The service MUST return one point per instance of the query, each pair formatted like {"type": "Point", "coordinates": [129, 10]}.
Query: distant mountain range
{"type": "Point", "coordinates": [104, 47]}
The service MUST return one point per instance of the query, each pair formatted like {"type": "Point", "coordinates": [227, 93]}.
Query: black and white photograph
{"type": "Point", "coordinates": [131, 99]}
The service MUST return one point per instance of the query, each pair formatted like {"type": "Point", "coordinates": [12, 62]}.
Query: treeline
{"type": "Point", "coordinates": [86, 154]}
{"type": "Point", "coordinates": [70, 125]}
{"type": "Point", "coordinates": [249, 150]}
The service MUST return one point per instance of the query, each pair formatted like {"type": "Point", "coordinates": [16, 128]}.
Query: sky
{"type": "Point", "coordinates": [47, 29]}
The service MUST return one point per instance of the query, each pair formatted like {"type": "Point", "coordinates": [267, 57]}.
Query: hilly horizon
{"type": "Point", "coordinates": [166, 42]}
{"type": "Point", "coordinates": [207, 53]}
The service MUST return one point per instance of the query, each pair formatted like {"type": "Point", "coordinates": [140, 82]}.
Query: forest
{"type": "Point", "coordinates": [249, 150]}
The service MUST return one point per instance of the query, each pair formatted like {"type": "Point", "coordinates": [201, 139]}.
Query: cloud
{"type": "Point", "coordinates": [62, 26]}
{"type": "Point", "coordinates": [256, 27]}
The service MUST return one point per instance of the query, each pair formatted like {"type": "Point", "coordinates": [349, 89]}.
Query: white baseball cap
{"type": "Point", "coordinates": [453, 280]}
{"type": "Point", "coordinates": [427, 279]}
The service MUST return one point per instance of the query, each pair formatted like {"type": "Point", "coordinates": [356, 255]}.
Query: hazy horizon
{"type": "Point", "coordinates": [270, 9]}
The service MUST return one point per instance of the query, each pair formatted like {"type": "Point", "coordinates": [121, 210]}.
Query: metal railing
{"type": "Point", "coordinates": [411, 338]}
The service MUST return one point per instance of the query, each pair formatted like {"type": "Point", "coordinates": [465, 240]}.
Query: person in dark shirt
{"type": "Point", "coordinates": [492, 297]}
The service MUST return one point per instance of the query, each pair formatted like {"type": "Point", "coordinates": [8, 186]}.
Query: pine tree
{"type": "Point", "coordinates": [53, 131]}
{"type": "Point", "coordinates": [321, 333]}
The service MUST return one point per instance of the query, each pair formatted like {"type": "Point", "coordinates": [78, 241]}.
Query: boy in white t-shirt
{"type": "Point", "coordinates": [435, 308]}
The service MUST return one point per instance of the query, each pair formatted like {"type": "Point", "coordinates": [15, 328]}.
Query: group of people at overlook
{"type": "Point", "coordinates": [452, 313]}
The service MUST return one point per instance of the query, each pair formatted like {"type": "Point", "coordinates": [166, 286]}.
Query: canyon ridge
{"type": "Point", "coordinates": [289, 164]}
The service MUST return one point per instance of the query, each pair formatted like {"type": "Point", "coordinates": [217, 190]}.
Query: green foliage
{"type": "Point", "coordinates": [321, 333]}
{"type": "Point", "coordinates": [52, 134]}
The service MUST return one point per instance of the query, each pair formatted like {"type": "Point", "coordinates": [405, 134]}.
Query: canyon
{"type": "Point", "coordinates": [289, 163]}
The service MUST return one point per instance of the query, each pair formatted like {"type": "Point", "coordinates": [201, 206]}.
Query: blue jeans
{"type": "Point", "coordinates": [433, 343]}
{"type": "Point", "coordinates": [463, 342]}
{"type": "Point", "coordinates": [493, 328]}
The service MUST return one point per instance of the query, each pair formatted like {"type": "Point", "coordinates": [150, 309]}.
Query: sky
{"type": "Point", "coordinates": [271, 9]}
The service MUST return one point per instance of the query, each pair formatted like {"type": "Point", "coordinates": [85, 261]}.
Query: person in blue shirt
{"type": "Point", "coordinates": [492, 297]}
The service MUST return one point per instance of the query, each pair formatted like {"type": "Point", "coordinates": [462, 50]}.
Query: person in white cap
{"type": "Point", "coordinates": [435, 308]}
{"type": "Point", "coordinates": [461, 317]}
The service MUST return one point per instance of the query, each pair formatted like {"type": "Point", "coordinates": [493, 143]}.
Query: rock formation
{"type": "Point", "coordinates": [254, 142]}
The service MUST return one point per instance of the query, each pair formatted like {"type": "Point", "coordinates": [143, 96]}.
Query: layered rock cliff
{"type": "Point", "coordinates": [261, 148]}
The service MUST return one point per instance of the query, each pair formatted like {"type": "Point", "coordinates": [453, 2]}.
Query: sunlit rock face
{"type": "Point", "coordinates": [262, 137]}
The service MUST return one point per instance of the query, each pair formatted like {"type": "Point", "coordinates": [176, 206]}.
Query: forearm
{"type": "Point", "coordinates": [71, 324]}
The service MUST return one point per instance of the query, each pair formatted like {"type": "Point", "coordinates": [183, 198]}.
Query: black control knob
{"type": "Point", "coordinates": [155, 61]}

• • • •

■ PROMPT:
How many of the lines above contain the word "white"? Reply with the number alone.

■ OUTPUT:
4